-- Work to complete --
1. Write out the neck injury screening abstract from "METHODS: We searched" to "evidence synthesis principles.", swapping "reviewers" for "assessors".
2. How many citations were screened in the neck injury screening abstract?

-- Text segment --
---+---

Validity and Reliability of Clinical Prediction Rules used to Screen for Cervical Spine Injury in Alert Low-risk Patients with Blunt Trauma to the Neck: Part 2. A Systematic Review from the Cervical Assessment and Diagnosis Research Evaluation (CADRE) Collaboration
N. Moser, N. Lemeunier, D. Southerst,
H. Shearer, K. Murnaghan, D. Sutton, P. Cote
Division of Graduate Education and Research,
Canadian Memorial Chiropractic College (CMCC),
6100 Leslie Street,
Toronto, ON, Canada.
PURPOSE: To update findings of the 2000-2010 Bone and Joint Decade Task Force on Neck Pain and its Associated Disorders (Neck Pain Task Force) on the validity and reliability of clinical prediction rules used to screen for cervical spine injury in alert low-risk adult patients with blunt trauma to the neck.
METHODS: We searched four databases from 2005 to 2015. Pairs of independent reviewers critically appraised eligible studies using the modified QUADAS-2 and QAREL criteria. We synthesized low risk of bias studies following best evidence synthesis principles.
RESULTS: We screened 679 citations; five had a low risk of bias and were included in our synthesis. The sensitivity of the Canadian C-spine rule ranged from 0.90 to 1.00 with negative predictive values ranging from 99 to 100%. Inter-rater reliability of the Canadian C-spine rule varied from k = 0.60 between nurses and physicians to k = 0.93 among paramedics. The inter-rater reliability of the Nexus Low-Risk Criteria was k = 0.53 between resident physicians and faculty physicians.

---+---

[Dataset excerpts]
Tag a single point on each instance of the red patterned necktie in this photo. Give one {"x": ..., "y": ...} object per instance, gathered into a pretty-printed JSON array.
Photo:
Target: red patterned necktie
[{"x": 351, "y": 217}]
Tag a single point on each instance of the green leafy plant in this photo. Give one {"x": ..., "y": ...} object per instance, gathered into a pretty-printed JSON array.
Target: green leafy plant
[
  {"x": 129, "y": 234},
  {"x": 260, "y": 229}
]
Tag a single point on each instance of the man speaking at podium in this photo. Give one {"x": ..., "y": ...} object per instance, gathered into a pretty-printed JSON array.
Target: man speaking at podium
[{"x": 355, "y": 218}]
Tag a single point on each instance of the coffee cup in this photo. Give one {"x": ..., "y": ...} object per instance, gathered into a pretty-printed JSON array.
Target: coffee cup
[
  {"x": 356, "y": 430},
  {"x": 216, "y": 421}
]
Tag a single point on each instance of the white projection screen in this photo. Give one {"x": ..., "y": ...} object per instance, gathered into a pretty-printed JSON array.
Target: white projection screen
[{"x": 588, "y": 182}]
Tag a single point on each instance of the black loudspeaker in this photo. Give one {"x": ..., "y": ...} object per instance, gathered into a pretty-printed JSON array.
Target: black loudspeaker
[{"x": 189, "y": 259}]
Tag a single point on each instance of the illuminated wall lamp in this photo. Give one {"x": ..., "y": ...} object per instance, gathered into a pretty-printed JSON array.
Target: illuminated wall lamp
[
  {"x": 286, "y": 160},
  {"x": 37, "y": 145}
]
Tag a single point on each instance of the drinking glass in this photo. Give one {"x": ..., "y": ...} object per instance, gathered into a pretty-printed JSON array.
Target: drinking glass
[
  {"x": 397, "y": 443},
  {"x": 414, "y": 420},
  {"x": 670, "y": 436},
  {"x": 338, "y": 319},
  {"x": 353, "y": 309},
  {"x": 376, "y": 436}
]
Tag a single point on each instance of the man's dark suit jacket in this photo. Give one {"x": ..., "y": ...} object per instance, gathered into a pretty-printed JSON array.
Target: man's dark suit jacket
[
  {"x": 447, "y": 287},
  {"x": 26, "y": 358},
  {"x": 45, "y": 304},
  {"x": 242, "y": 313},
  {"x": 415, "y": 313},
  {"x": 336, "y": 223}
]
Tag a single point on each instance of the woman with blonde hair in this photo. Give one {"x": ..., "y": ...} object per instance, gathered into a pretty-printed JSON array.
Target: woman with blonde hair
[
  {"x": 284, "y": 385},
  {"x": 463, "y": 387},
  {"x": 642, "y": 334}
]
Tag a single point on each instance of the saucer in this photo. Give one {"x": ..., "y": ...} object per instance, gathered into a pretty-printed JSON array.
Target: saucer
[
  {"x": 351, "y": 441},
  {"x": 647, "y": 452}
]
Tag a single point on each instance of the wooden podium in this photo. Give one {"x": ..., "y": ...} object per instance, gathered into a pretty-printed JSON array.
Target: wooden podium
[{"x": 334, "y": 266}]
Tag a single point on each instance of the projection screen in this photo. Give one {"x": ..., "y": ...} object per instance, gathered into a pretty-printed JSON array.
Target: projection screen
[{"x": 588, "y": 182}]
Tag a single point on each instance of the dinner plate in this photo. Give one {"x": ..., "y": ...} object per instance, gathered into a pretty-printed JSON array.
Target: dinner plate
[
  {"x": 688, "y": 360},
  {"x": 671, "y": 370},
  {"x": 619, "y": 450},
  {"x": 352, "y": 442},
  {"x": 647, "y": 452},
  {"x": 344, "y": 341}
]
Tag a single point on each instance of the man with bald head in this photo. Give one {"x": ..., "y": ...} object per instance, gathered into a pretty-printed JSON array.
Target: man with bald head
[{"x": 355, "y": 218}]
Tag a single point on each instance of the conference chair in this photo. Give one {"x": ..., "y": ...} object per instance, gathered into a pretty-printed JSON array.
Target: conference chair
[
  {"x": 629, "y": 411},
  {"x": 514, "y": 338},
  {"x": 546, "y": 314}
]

---+---

-- Results in order --
1.
METHODS: We searched four databases from 2005 to 2015. Pairs of independent assessors critically appraised eligible studies using the modified QUADAS-2 and QAREL criteria. We synthesized low risk of bias studies following best evidence synthesis principles.

2. 679 citations